**EXERCISE PROMPT**
Leaving out any pictures, transcribe every record exactly.

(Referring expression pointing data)
+ + +

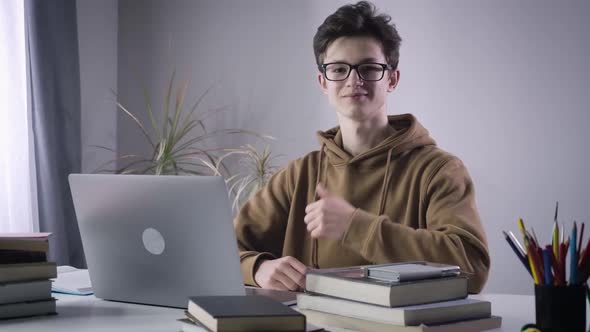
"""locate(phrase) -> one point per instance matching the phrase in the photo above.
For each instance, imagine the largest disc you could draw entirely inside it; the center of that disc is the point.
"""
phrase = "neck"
(358, 137)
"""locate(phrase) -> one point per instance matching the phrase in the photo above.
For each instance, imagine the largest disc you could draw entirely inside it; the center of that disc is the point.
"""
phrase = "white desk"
(87, 313)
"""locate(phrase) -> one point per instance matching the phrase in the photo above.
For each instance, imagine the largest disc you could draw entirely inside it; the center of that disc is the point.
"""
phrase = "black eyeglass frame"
(384, 66)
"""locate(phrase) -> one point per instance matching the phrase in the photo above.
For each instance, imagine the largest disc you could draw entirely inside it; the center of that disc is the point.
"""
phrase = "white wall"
(501, 84)
(97, 44)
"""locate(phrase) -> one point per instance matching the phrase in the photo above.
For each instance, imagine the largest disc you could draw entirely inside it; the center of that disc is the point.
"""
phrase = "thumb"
(322, 191)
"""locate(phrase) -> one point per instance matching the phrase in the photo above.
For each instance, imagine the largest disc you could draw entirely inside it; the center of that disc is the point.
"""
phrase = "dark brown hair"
(360, 19)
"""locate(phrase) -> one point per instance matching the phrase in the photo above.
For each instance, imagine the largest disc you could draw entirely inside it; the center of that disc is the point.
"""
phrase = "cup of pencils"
(560, 300)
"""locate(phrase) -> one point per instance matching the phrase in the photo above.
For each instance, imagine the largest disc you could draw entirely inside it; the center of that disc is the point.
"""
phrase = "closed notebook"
(439, 312)
(244, 313)
(27, 271)
(25, 291)
(25, 241)
(351, 283)
(409, 271)
(355, 324)
(26, 309)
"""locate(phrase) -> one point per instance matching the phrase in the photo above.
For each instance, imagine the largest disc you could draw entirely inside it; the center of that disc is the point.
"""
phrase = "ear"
(322, 82)
(393, 80)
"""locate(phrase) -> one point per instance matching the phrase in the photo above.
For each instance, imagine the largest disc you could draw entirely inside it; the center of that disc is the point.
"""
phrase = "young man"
(377, 191)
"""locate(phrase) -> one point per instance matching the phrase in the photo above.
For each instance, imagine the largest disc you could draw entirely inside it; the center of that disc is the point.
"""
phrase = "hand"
(286, 273)
(329, 217)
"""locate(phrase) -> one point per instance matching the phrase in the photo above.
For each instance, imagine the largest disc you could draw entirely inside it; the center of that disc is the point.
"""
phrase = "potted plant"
(177, 147)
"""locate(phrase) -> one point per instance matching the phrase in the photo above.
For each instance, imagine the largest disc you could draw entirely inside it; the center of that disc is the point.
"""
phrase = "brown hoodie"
(414, 202)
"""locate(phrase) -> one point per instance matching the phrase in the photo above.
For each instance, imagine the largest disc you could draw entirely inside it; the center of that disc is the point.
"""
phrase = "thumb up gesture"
(328, 217)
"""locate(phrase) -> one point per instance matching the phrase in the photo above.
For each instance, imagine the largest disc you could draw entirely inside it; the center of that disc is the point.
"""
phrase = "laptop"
(157, 239)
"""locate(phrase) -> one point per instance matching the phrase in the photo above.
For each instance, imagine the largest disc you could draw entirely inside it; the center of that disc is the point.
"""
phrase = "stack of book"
(350, 298)
(25, 273)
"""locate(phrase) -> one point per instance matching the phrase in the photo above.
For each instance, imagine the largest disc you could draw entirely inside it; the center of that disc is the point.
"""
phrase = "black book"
(8, 256)
(244, 313)
(351, 283)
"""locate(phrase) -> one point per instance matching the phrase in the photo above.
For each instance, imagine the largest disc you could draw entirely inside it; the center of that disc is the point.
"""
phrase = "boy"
(377, 191)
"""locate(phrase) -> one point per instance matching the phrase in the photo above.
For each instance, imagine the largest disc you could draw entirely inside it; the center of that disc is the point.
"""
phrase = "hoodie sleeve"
(260, 224)
(453, 233)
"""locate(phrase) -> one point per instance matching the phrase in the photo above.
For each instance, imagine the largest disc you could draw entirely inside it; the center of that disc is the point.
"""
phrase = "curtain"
(17, 182)
(55, 105)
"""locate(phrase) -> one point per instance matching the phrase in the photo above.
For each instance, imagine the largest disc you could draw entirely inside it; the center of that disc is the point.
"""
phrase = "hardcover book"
(431, 313)
(349, 323)
(244, 313)
(351, 283)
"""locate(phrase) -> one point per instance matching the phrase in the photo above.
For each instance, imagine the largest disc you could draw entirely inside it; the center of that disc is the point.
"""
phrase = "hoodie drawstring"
(314, 243)
(385, 185)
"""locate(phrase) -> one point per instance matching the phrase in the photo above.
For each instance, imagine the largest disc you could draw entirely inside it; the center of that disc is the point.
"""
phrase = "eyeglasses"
(339, 71)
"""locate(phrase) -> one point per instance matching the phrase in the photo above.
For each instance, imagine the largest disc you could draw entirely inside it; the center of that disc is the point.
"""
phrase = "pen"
(530, 257)
(555, 237)
(515, 241)
(521, 257)
(547, 265)
(580, 240)
(573, 256)
(555, 266)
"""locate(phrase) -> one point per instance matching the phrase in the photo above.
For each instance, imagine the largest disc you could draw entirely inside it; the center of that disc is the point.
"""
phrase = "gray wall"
(501, 84)
(97, 43)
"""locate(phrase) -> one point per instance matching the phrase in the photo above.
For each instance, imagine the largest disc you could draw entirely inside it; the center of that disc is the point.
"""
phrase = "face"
(354, 98)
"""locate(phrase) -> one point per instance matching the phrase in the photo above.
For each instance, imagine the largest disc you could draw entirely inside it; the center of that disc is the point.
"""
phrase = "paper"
(71, 280)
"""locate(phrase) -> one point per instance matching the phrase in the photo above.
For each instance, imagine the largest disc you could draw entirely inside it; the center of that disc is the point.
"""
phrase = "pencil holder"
(560, 308)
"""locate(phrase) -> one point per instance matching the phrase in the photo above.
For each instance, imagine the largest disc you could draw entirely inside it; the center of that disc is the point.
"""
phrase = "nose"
(354, 78)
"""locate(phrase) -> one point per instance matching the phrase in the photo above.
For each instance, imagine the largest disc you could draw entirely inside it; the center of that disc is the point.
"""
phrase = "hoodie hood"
(409, 135)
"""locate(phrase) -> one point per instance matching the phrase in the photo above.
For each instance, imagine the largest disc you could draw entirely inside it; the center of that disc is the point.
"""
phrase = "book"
(26, 309)
(438, 312)
(27, 271)
(25, 241)
(244, 313)
(25, 291)
(285, 297)
(71, 280)
(410, 271)
(191, 324)
(330, 320)
(351, 283)
(8, 256)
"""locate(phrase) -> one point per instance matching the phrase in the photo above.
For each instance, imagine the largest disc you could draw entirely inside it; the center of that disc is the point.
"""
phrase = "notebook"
(399, 272)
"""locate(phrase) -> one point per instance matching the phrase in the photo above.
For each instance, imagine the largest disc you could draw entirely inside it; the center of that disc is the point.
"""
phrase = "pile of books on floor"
(353, 298)
(25, 273)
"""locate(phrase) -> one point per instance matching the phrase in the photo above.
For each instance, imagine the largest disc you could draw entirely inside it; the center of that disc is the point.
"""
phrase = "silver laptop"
(157, 239)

+ + +

**OUTPUT FOR THIS EXERCISE**
"""locate(phrase) -> one point per instance matching the phrase in the photo above.
For each instance, imagine the largest disc you could draw entirely inside it; the center of that disc is the point.
"""
phrase = "neck"
(358, 137)
"""locate(phrase) -> one point per instance matching the phrase in the photo above.
For each instance, imagine the largest disc you could draw entirely inside it; the center of that disc is the point.
"""
phrase = "white desk"
(87, 313)
"""locate(phrase) -> one point per instance matching the phrase in the photo above.
For each instance, imagine the largest disc you could draw entirely inside it; the center of that disc is the point.
"""
phrase = "black eyeglass frame"
(384, 66)
"""locate(phrase) -> one point per instance matching the phrase in the photo above.
For each instance, imagine the largest disc you could draw entirely inside it; the center of that disc is the point.
"""
phrase = "white wall"
(501, 84)
(97, 44)
"""locate(phrase) -> one point per instance matching the phrase in the photo above.
For each instance, imagine the largest disc you could draw entirely inside it; the center of that disc is the point.
"""
phrase = "thumb"
(322, 191)
"""locate(phrase) -> one point per instance matching the phrase in the photo above.
For each instance, imagine the largest disc you could draw entirely inside it; the center of that disc is the point.
"""
phrase = "dark brown hair"
(360, 19)
"""locate(phrase) -> one point per instance matching the phrase in the photo above.
For each instance, imagine the largest disc you could draw entirely inside it; the center of that disc is the point.
"""
phrase = "cup of pencils"
(560, 300)
"""locate(phrase) -> one point per instance matching the phrase in the photo above.
For each instance, imagine the largest disc you could draw entirely inside it; the center of that disc is the point.
"""
phrase = "closed notebook"
(439, 312)
(244, 313)
(27, 271)
(25, 291)
(25, 241)
(351, 283)
(409, 271)
(355, 324)
(26, 309)
"""locate(phrase) -> one point per instance matching the phrase in the photo above.
For each instance, imagine the largest disc you could draw entirely inside it; the center of that disc is the point.
"""
phrase = "ear"
(322, 82)
(393, 80)
"""locate(phrase) -> one point per instance matching the phrase in the photo above.
For each instance, imagine the largest disc you could draw entirely inside it; the center of that disc is the point.
"""
phrase = "young man"
(377, 191)
"""locate(phrase) -> one point per instance matching the phrase in the photo above.
For each instance, imagine the largest disc you could draw entirely inside it; the center of that disc is the point.
"""
phrase = "hand"
(286, 273)
(329, 217)
"""locate(phrase) -> one point per instance matching the phrase in the photo above.
For each instance, imagine the largest disc you could draw entirely inside it; the center of that disc is the point.
"""
phrase = "potted plant"
(177, 147)
"""locate(phrase) -> one point per instance matching the phrase in the photo above.
For each instance, imagine the largest disc you could draw entirely inside it; the center of that disc is the point.
"""
phrase = "brown hoodie"
(414, 202)
"""locate(phrase) -> one point per instance matching the phrase in the photo above.
For each instance, imagine the largest disc you could draw entirely inside it; the center of that disc is the point.
"""
phrase = "thumb up gesture"
(328, 217)
"""locate(phrase) -> one point per instance matching the phrase in the photo above.
For each instance, imagine the largest disc you could draw entirely inside it; the center of that disc is the point.
"""
phrase = "laptop"
(157, 239)
"""locate(phrase) -> one point per instance matching the phrase in the photo above.
For each instance, imagine the largest disc you could draw entirely inside it; the center of that disc is the point.
"""
phrase = "stack of book"
(350, 298)
(25, 273)
"""locate(phrase) -> one point per instance matching the phrase in the photo above.
For each instance, imagine the largest disc you could draw entirely inside it; the center of that disc is the point.
"""
phrase = "black book"
(8, 256)
(244, 313)
(351, 283)
"""locate(phrase) -> one point per instance matching the phrase in the photo above.
For each instance, imagine the largest disc you could draw entirely inside it; the center of that disc is the point.
"""
phrase = "boy"
(377, 191)
"""locate(phrase) -> one point per instance matching the phrase in the photo above.
For each instance, imagine the largest disc you could draw entirely inside it; the center of that disc is the point.
"""
phrase = "hoodie sleeve"
(260, 224)
(453, 233)
"""locate(phrase) -> one point per instance matching the phrase in the photo above.
For each instance, imagine the largest disc you could draw entirely inside it; the center of that disc is the point.
"""
phrase = "curtain"
(17, 182)
(55, 105)
"""locate(phrase) -> one point per instance matching the phrase in the photo above.
For each instance, imagine the largest disc you could draw entirely inside it; the center of that disc is the point.
"""
phrase = "hardcover book"
(431, 313)
(349, 323)
(244, 313)
(351, 283)
"""locate(phrase) -> one point per instance matching the phrase in the photo above.
For each instance, imagine the largest disc you could draw entirely inside it; the center of that disc is the point.
"""
phrase = "hoodie drawstring"
(314, 243)
(385, 185)
"""locate(phrase) -> one point per instance matching the phrase in the photo above.
For each instance, imagine the largest disc you could draw entirely inside it; the center of that disc is the point.
"""
phrase = "eyeglasses"
(339, 71)
"""locate(phrase) -> one point per instance matching the phrase in the photo above.
For each instance, imagine the largest disc you could draw entirely inside it; the center of that disc is the point.
"""
phrase = "pen"
(530, 257)
(555, 237)
(515, 241)
(521, 257)
(547, 265)
(580, 240)
(573, 256)
(555, 266)
"""locate(phrase) -> one point per instance matching the phrase in the photo above.
For each instance, imagine the largest disc you could draw entirely inside it; the center of that disc is the point.
"""
phrase = "gray wall"
(501, 84)
(97, 43)
"""locate(phrase) -> one point per instance matching the phrase in the photo above.
For each instance, imagine the largest disc you could draw entirely inside it; the center of that disc is the point.
"""
phrase = "face"
(354, 98)
"""locate(phrase) -> one point per instance matching the phrase in the photo above.
For each instance, imagine the largest disc you could draw entirely inside it; the center of that disc is the point.
"""
phrase = "paper"
(71, 280)
"""locate(phrase) -> one point per instance matching the phrase in the photo above.
For each instance, imagine the largest disc you could draw entirely inside it; the center of that disc is the point.
"""
phrase = "pencil holder"
(560, 308)
"""locate(phrase) -> one point per instance matching the phrase in the photo above.
For each instance, imagine the largest disc you could draw entirely inside it; the center of that disc is the point.
"""
phrase = "nose"
(354, 78)
"""locate(phrase) -> one point per instance matching the phrase in the photo above.
For each instance, imagine the largest disc you could draw entirely inside it; the center of that disc is the point.
"""
phrase = "hoodie hood"
(409, 135)
"""locate(phrase) -> one point per instance matching the phrase in the photo above.
For each instance, imagine the largest disc you could draw entirely inside it; the center of that disc is the point.
"""
phrase = "book"
(26, 309)
(438, 312)
(27, 271)
(25, 241)
(244, 313)
(25, 291)
(285, 297)
(71, 280)
(410, 271)
(191, 324)
(330, 320)
(351, 283)
(8, 256)
"""locate(phrase) -> one point per instance matching the phrase in the photo above.
For each instance, imagine the largest disc you could draw entirely inside it; the center of that disc is the point.
"""
phrase = "notebook"
(399, 272)
"""locate(phrase) -> one point per instance matching the phrase in the photo above.
For each instance, imagine the largest disc you could draw entirely inside it; the center of that disc is the point.
"""
phrase = "pile of books on floor"
(353, 298)
(25, 273)
"""locate(phrase) -> one point per instance matching the phrase in the photo above.
For each instance, imagine the largest disc you could draw entirely inside it; the center of that disc is the point.
"""
phrase = "silver laptop"
(157, 239)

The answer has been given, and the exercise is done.